### Written task
Report every line of the records below that contains the string "grain", copying each one in full. Case counts, so match only that exact capitalization.

### Extracted material
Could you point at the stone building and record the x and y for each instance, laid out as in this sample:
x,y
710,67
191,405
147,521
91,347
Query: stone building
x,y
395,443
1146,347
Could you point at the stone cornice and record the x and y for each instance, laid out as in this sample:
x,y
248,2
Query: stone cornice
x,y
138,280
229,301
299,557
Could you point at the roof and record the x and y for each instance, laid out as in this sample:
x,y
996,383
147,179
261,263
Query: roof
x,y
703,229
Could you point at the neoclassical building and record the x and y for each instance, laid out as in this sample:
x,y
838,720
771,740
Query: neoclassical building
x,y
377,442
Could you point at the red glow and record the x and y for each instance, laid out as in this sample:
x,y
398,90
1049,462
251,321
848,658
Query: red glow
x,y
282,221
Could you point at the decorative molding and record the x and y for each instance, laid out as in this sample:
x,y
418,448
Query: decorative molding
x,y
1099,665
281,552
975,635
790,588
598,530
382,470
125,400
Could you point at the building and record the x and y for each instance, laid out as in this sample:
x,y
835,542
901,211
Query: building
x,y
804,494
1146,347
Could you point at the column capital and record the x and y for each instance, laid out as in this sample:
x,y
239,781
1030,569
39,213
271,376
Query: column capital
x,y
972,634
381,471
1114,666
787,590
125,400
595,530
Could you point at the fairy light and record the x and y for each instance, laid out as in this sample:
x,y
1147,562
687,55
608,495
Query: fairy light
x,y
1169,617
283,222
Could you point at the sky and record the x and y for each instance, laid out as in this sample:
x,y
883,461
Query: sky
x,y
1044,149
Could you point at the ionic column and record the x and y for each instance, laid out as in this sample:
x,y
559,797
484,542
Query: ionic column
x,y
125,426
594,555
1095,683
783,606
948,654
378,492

* * *

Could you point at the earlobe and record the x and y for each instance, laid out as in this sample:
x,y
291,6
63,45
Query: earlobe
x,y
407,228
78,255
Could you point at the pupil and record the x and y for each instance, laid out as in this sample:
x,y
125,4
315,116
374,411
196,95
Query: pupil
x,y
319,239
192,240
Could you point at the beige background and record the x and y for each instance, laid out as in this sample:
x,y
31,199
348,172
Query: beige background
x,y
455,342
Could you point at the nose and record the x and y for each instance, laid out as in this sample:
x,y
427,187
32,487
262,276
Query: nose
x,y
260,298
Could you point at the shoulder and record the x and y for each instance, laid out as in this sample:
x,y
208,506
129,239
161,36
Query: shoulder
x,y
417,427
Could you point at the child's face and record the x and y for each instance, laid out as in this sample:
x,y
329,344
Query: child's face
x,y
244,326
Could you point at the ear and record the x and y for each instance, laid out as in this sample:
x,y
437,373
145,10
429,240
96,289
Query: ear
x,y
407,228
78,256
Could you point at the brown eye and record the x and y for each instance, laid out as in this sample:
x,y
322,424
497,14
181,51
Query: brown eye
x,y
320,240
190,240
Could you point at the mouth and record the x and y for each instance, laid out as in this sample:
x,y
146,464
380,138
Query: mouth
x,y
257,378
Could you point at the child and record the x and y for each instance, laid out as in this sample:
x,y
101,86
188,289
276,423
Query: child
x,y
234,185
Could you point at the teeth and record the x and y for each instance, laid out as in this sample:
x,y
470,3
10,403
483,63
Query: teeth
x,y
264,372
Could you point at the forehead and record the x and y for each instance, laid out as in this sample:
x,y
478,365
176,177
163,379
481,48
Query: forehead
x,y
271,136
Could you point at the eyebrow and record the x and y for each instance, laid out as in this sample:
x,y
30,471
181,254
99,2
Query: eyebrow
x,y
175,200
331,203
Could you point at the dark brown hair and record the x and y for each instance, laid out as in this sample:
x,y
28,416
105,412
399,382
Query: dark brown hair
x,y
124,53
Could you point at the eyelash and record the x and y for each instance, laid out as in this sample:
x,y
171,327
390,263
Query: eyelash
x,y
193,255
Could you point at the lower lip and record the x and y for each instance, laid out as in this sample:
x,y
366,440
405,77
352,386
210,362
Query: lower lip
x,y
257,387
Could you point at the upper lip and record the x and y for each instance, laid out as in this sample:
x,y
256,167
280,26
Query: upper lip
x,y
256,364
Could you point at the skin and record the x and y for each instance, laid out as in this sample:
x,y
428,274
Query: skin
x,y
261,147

==

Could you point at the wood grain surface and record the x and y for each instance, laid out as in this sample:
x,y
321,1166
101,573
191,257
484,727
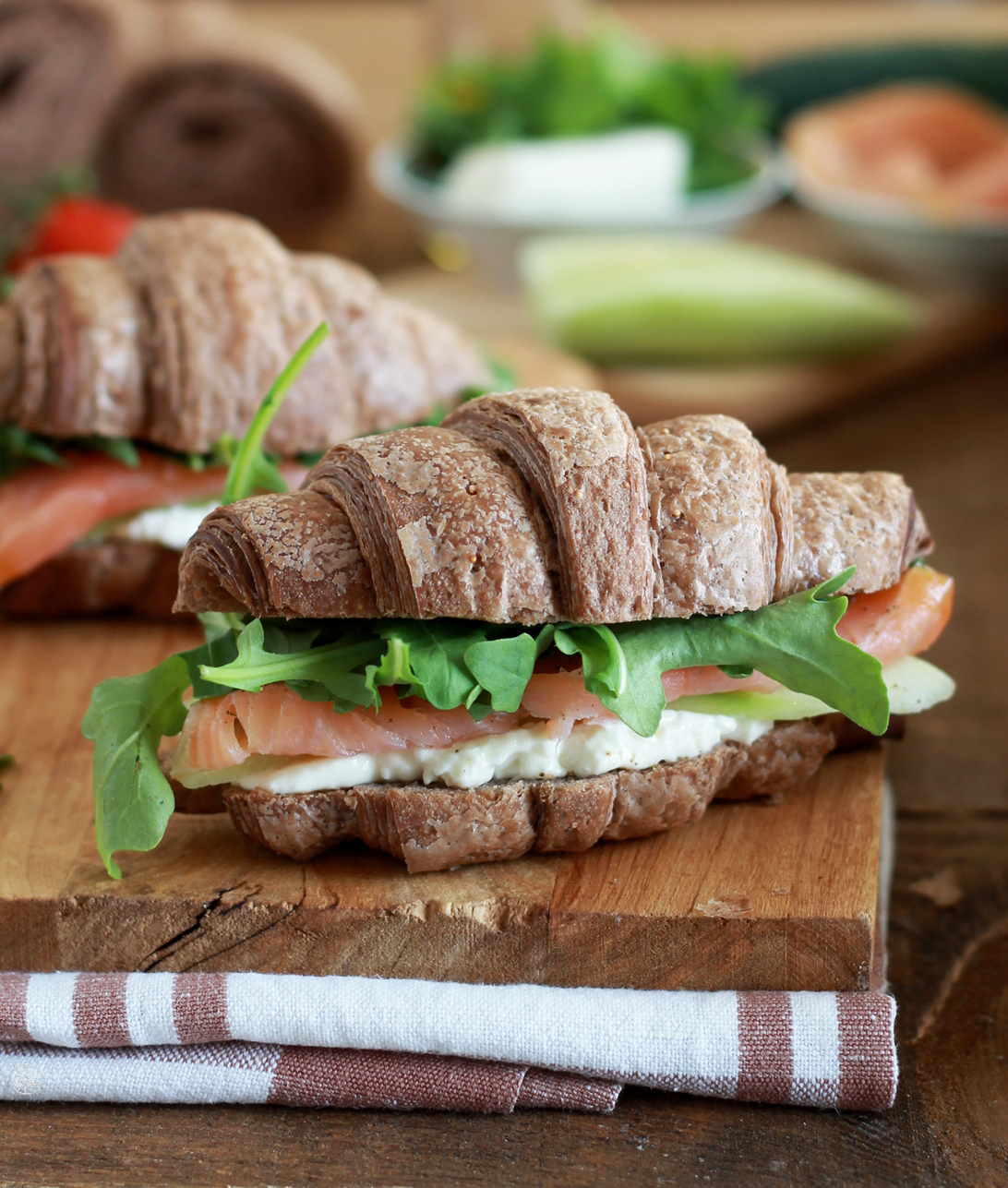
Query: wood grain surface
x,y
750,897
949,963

### Result of this task
Could you point at the wood grain surface and record the x and y for each instance, laid out as in this sample:
Query: wood grain surface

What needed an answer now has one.